# [WRITTEN TASK]
From the material below, extract every line that contains the word "pavement". Matching is case-sensitive.

# [DATA LINES]

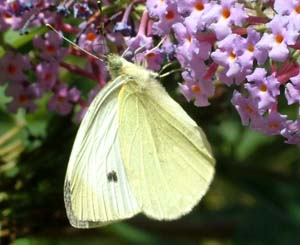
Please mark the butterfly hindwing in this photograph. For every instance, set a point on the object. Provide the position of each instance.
(96, 185)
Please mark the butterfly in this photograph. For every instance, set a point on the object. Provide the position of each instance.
(136, 151)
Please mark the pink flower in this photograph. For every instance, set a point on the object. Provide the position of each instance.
(62, 100)
(13, 66)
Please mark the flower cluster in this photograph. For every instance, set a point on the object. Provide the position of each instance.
(258, 60)
(249, 45)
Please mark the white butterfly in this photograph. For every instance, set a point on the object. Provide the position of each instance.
(136, 151)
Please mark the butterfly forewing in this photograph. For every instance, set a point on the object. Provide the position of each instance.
(166, 155)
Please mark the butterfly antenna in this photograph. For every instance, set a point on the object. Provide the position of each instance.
(73, 43)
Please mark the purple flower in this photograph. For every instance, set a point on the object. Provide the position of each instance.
(276, 42)
(140, 41)
(291, 8)
(50, 47)
(195, 9)
(292, 132)
(188, 46)
(228, 53)
(62, 100)
(46, 73)
(13, 66)
(263, 88)
(154, 59)
(223, 16)
(246, 107)
(198, 90)
(169, 17)
(251, 52)
(82, 10)
(271, 124)
(292, 91)
(23, 96)
(92, 41)
(157, 8)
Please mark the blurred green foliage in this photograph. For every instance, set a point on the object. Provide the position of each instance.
(254, 198)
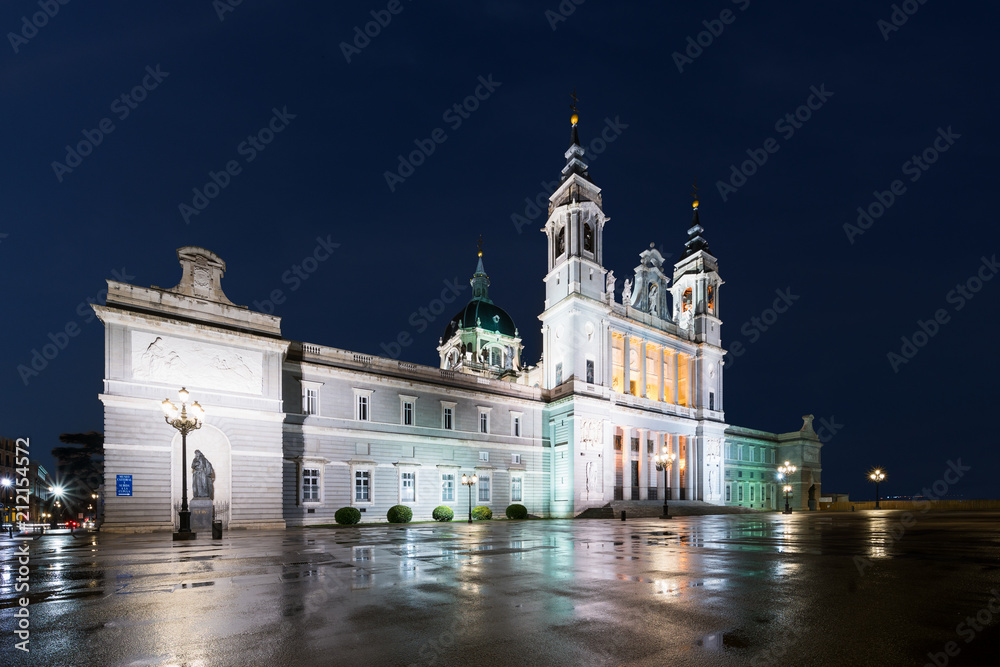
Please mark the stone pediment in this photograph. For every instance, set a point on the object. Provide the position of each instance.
(201, 275)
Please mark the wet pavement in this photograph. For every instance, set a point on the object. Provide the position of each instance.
(865, 588)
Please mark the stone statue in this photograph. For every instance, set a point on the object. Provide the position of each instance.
(202, 476)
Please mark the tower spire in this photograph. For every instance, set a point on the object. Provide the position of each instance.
(574, 154)
(480, 281)
(695, 240)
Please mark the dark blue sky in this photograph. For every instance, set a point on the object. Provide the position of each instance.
(323, 176)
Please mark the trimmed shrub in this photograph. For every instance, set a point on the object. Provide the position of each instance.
(517, 512)
(443, 513)
(399, 514)
(345, 516)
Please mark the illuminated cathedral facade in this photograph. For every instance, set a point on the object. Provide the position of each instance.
(627, 379)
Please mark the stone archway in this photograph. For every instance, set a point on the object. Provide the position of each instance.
(215, 445)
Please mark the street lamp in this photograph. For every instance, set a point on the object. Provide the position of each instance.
(663, 461)
(7, 484)
(469, 481)
(185, 421)
(786, 471)
(876, 476)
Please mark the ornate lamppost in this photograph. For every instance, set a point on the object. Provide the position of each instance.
(786, 471)
(184, 420)
(876, 476)
(663, 461)
(469, 482)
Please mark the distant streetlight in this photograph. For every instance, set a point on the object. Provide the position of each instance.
(787, 488)
(469, 481)
(786, 471)
(185, 421)
(7, 488)
(876, 476)
(663, 461)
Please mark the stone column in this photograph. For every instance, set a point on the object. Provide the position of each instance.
(626, 366)
(643, 465)
(642, 368)
(675, 469)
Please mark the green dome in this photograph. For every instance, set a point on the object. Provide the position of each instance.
(488, 315)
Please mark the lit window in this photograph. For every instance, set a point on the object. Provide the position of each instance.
(447, 487)
(362, 486)
(408, 487)
(310, 397)
(362, 404)
(310, 484)
(448, 416)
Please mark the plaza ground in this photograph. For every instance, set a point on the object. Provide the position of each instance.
(857, 588)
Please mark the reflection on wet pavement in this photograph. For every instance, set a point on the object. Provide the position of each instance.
(720, 590)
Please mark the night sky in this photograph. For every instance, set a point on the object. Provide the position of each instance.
(211, 76)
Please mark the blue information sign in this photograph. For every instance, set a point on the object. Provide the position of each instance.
(124, 485)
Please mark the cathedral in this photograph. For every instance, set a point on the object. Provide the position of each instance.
(625, 403)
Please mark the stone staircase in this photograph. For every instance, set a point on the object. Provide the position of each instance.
(638, 509)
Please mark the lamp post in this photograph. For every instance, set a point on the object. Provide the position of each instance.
(786, 471)
(185, 421)
(876, 476)
(469, 481)
(663, 460)
(7, 488)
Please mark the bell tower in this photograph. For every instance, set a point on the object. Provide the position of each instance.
(576, 283)
(575, 230)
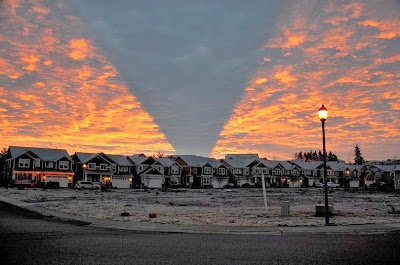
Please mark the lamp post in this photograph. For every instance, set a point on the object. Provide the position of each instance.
(323, 115)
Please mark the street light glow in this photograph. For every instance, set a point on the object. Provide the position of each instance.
(323, 113)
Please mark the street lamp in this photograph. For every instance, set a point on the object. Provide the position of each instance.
(323, 115)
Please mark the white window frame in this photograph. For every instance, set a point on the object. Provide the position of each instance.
(24, 163)
(207, 170)
(174, 170)
(206, 181)
(63, 165)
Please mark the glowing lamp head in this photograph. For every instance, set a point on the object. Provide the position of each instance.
(323, 113)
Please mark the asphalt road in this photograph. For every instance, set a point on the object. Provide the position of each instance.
(30, 239)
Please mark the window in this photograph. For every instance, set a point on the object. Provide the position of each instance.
(207, 170)
(206, 181)
(103, 166)
(64, 165)
(24, 162)
(174, 170)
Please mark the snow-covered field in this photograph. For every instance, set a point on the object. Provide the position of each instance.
(236, 207)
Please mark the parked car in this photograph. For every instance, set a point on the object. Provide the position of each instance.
(81, 185)
(329, 184)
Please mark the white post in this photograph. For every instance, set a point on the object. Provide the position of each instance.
(264, 192)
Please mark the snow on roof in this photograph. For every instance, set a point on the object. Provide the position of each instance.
(241, 156)
(84, 156)
(138, 159)
(386, 168)
(119, 159)
(312, 165)
(199, 161)
(240, 162)
(46, 154)
(166, 162)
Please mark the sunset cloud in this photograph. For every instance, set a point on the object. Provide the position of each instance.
(58, 90)
(335, 57)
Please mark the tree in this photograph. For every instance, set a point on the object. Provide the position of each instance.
(358, 158)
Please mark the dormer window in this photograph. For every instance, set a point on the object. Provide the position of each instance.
(207, 170)
(63, 165)
(24, 163)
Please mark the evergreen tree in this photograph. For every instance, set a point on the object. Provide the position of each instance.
(358, 158)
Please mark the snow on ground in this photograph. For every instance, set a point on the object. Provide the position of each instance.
(236, 207)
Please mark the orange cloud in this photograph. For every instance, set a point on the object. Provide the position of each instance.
(332, 56)
(68, 94)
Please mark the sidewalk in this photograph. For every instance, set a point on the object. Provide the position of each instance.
(203, 229)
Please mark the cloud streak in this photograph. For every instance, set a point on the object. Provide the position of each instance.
(57, 89)
(343, 55)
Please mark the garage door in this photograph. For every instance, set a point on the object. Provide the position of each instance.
(120, 183)
(62, 180)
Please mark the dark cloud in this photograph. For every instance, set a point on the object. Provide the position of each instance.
(186, 61)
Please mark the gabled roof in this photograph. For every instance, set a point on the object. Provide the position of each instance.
(241, 156)
(385, 168)
(152, 171)
(84, 156)
(337, 166)
(120, 160)
(269, 163)
(240, 162)
(138, 159)
(45, 154)
(166, 162)
(197, 161)
(312, 165)
(286, 165)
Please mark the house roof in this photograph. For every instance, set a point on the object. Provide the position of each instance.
(240, 162)
(312, 165)
(84, 156)
(241, 156)
(46, 154)
(166, 162)
(120, 160)
(385, 168)
(138, 159)
(198, 161)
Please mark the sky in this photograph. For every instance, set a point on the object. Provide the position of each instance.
(201, 77)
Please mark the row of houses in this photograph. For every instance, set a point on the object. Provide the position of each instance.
(40, 166)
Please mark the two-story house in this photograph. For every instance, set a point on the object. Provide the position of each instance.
(94, 167)
(310, 171)
(121, 177)
(32, 166)
(200, 171)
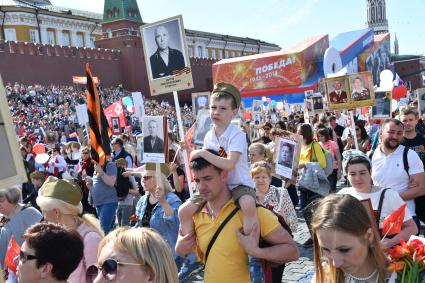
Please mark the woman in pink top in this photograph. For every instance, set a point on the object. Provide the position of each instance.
(332, 147)
(60, 202)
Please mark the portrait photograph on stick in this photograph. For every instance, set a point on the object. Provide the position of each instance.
(361, 89)
(337, 92)
(155, 142)
(167, 60)
(203, 125)
(287, 154)
(420, 93)
(12, 169)
(200, 101)
(382, 107)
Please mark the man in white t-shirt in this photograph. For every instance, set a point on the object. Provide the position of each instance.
(388, 168)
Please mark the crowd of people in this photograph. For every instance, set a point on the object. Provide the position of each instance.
(239, 223)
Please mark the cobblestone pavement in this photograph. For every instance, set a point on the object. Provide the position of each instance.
(294, 270)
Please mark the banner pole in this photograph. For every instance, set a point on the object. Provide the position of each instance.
(353, 129)
(181, 134)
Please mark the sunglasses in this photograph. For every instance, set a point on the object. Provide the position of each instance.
(24, 257)
(109, 269)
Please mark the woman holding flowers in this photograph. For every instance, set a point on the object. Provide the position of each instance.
(384, 201)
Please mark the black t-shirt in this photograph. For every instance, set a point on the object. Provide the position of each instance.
(417, 144)
(148, 214)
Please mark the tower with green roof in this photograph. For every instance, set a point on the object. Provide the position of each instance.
(121, 17)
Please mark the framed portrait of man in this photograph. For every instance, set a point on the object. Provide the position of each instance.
(167, 61)
(287, 154)
(361, 89)
(203, 125)
(155, 139)
(420, 93)
(115, 122)
(200, 101)
(257, 106)
(337, 92)
(382, 107)
(12, 170)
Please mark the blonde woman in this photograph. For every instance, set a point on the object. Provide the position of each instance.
(60, 202)
(345, 238)
(126, 254)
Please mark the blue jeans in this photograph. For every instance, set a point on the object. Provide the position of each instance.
(106, 213)
(124, 214)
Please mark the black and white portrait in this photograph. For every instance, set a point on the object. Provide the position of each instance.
(286, 154)
(421, 100)
(200, 101)
(165, 48)
(203, 125)
(382, 108)
(285, 157)
(317, 103)
(115, 121)
(257, 106)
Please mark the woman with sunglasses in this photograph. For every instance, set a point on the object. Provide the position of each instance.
(362, 139)
(358, 170)
(346, 246)
(158, 208)
(276, 199)
(134, 255)
(60, 202)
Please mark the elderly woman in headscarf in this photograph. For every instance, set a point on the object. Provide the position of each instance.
(60, 202)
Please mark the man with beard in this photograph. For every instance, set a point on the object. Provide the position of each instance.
(388, 170)
(412, 139)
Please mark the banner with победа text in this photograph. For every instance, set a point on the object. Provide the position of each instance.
(273, 70)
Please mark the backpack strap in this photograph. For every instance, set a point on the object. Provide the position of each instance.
(217, 233)
(405, 161)
(381, 201)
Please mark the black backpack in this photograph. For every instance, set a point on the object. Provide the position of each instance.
(123, 184)
(419, 201)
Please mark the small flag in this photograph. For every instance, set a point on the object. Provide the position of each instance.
(392, 223)
(13, 250)
(99, 131)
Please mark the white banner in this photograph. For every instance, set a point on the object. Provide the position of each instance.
(82, 116)
(138, 104)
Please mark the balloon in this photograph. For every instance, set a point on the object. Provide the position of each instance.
(394, 104)
(127, 101)
(399, 92)
(39, 148)
(279, 105)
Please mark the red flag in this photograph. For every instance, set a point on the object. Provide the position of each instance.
(13, 250)
(99, 131)
(392, 223)
(115, 110)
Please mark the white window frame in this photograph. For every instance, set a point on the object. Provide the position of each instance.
(10, 34)
(79, 40)
(51, 37)
(34, 36)
(66, 38)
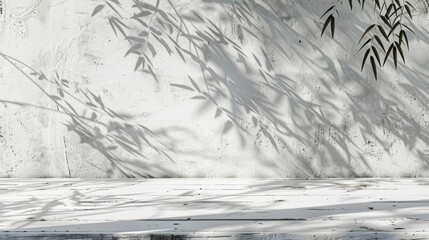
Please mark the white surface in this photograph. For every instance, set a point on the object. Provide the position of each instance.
(392, 208)
(314, 113)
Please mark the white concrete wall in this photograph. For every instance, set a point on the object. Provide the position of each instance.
(283, 101)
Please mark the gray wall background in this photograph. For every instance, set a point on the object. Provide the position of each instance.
(228, 89)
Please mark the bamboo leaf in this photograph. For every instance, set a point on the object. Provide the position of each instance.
(329, 9)
(377, 38)
(97, 9)
(383, 32)
(398, 46)
(326, 24)
(387, 54)
(364, 58)
(374, 50)
(395, 57)
(374, 67)
(366, 43)
(366, 31)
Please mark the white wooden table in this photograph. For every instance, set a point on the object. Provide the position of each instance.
(214, 209)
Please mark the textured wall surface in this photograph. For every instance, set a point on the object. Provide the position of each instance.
(204, 88)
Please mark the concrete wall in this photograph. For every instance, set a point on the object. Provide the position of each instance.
(228, 89)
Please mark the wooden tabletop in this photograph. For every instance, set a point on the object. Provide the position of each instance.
(214, 208)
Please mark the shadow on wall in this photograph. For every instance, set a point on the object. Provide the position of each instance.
(265, 74)
(90, 207)
(123, 143)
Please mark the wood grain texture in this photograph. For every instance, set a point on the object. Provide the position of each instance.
(214, 209)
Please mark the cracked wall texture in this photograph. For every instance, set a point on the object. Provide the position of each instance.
(205, 88)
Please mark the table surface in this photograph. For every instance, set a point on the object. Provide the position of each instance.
(214, 208)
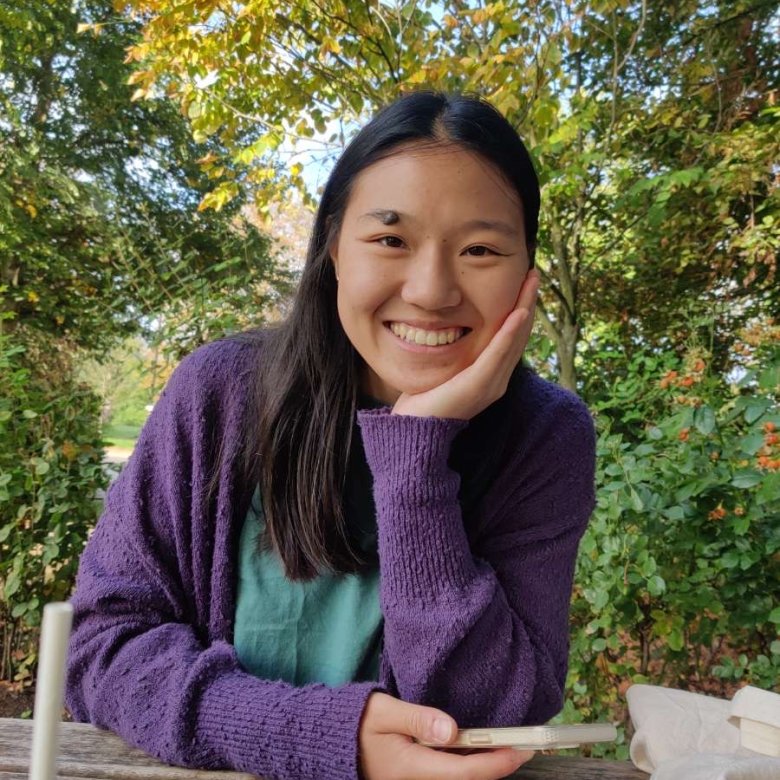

# [SOLVED EXERCISE]
Please mark the wet pavement in this photograph. For every instance, set a point on the object. Provide the position of each instance.
Please mark the reflection on wet pavement in this photograph. For every instance, set a point on the object. Provide the position of each instance.
Please mark the cobblestone pavement in this photograph. For every instance, set a point on the object. Provide the position of each instance.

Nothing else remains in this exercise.